• _Stored data_:
------------------------

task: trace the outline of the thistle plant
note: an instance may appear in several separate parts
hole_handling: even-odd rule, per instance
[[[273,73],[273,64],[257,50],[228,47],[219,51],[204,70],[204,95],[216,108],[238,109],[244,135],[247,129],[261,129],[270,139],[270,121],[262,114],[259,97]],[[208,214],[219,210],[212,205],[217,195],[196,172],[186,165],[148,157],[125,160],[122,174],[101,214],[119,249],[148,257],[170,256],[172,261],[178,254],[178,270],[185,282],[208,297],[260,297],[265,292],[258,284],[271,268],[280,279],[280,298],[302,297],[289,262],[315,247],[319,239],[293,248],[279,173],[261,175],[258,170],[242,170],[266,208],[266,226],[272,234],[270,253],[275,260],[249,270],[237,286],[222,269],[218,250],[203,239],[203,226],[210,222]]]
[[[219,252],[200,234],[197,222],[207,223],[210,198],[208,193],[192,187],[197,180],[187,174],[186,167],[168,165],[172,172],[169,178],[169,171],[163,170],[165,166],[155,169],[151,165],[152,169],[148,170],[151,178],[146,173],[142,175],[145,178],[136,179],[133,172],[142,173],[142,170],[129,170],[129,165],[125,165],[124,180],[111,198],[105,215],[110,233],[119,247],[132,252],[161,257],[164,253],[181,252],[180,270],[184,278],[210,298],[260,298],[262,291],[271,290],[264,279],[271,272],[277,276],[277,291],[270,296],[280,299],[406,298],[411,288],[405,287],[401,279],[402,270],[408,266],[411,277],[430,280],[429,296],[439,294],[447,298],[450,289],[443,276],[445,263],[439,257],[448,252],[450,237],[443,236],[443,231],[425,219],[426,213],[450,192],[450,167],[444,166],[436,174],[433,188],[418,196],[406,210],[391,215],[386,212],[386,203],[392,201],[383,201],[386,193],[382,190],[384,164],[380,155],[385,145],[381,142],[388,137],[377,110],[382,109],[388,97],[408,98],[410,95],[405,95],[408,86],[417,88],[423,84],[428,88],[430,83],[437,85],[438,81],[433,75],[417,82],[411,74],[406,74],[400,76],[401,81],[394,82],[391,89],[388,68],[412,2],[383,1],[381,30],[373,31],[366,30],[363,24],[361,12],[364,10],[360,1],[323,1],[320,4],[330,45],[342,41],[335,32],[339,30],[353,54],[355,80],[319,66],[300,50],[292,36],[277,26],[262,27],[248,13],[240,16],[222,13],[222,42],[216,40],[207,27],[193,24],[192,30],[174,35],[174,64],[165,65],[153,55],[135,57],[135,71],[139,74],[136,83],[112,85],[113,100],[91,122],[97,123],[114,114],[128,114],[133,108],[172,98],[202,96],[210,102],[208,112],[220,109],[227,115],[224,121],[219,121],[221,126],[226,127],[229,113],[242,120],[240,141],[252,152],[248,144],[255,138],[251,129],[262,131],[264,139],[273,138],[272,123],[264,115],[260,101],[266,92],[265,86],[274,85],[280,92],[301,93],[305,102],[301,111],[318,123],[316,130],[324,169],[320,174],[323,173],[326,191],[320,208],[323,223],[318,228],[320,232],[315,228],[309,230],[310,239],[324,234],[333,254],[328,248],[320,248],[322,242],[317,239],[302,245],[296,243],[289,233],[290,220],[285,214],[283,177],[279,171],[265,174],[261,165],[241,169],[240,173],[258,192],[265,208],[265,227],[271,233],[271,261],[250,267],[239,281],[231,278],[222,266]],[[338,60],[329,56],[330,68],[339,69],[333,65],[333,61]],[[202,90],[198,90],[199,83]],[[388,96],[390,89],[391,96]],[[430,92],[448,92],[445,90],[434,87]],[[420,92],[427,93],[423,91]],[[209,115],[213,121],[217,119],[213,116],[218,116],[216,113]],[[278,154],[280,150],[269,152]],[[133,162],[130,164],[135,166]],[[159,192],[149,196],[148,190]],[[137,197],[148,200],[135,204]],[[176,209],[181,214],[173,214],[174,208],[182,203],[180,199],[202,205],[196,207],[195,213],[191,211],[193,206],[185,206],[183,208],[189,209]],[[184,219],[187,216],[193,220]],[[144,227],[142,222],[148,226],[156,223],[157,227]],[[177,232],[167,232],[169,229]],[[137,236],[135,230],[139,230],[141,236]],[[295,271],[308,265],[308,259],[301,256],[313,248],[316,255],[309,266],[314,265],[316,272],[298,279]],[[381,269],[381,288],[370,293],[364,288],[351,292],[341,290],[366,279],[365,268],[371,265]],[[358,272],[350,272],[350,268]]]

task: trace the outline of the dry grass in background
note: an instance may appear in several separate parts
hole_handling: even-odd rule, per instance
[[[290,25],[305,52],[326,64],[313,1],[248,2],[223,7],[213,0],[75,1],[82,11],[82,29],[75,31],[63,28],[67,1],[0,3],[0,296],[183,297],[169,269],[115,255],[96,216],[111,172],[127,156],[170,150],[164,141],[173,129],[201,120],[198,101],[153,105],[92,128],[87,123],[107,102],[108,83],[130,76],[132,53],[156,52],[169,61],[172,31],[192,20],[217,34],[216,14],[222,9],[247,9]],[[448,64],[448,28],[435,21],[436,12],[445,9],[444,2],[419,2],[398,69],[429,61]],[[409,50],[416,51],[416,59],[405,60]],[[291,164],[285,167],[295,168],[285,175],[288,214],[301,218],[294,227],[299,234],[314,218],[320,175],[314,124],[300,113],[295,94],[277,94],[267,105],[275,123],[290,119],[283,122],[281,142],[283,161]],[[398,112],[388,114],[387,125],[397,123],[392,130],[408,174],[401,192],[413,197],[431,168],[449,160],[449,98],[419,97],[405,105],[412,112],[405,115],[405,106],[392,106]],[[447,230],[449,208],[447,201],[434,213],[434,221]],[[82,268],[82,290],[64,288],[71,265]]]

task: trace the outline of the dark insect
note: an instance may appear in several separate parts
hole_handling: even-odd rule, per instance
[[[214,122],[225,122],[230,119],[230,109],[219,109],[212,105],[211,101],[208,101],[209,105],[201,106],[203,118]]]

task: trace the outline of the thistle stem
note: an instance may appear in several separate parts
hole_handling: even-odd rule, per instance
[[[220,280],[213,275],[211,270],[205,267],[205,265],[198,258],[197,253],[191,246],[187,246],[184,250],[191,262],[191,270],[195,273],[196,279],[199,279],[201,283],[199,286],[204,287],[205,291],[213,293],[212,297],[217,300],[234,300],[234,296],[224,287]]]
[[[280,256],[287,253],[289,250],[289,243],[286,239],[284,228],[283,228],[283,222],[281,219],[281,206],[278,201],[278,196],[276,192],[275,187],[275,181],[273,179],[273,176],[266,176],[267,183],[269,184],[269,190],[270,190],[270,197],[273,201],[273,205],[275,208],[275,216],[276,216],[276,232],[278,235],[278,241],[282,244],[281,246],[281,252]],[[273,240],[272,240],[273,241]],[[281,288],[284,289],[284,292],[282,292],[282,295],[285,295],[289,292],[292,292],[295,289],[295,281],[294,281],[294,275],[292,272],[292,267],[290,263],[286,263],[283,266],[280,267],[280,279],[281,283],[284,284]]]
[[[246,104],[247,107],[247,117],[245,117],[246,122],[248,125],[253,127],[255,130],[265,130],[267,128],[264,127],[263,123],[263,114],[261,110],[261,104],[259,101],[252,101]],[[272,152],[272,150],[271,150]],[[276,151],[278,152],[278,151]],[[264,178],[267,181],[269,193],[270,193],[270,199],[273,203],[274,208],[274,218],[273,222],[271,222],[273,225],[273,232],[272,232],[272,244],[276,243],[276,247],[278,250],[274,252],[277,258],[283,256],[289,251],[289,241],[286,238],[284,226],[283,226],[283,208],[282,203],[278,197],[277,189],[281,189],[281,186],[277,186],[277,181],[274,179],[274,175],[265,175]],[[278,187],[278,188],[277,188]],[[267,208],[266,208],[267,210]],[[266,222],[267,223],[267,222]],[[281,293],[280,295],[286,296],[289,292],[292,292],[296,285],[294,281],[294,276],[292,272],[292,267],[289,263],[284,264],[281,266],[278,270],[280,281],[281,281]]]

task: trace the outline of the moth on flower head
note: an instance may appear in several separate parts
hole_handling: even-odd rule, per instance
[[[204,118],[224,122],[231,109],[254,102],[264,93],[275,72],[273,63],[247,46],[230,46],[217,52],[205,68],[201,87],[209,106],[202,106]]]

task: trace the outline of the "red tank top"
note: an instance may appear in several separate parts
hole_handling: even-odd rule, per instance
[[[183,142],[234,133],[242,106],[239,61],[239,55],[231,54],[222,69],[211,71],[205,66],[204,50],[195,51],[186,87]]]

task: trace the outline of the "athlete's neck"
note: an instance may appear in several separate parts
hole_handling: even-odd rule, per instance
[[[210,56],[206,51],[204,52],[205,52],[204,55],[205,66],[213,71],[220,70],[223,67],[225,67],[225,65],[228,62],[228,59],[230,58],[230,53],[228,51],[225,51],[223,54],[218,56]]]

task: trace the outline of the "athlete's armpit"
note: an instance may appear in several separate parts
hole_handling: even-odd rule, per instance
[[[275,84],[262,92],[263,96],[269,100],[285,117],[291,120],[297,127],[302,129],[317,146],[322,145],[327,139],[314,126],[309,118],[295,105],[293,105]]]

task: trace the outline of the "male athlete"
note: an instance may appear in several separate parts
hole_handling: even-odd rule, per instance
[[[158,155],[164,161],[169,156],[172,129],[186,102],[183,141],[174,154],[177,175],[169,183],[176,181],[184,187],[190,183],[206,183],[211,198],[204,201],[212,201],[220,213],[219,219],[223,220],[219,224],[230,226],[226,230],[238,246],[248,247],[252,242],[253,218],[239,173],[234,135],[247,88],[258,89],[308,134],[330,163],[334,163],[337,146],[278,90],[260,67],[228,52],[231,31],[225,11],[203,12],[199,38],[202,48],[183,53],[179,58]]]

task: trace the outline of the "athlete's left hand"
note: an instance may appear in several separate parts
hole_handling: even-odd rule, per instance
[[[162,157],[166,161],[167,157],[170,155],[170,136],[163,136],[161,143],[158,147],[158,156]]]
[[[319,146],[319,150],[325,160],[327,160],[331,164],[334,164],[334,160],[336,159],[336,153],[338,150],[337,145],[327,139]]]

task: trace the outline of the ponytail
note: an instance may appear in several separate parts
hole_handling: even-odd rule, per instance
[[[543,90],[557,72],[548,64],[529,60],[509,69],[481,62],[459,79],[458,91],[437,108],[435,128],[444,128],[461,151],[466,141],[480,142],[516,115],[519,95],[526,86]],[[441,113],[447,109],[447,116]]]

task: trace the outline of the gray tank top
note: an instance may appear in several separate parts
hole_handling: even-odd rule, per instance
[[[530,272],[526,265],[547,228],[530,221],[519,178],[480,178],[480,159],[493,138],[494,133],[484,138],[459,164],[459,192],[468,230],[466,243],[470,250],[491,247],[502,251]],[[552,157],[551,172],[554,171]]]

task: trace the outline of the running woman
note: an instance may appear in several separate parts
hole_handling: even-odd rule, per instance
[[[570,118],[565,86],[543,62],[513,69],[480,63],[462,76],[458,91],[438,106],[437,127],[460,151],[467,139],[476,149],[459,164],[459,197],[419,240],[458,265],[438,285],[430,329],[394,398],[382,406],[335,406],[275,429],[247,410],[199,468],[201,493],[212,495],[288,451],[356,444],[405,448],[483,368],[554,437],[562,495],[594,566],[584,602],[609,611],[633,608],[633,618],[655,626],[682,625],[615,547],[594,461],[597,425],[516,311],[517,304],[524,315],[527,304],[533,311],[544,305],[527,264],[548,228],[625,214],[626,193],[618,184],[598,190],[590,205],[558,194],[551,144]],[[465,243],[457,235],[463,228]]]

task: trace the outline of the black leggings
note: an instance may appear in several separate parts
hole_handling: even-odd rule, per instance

------------------------

• _TASK TO COMPLETE_: Which lines of the data include "tank"? Copy each of them.

• _OUTPUT_:
task: trace the outline of the "red tank top"
task: trace the outline of the gray tank top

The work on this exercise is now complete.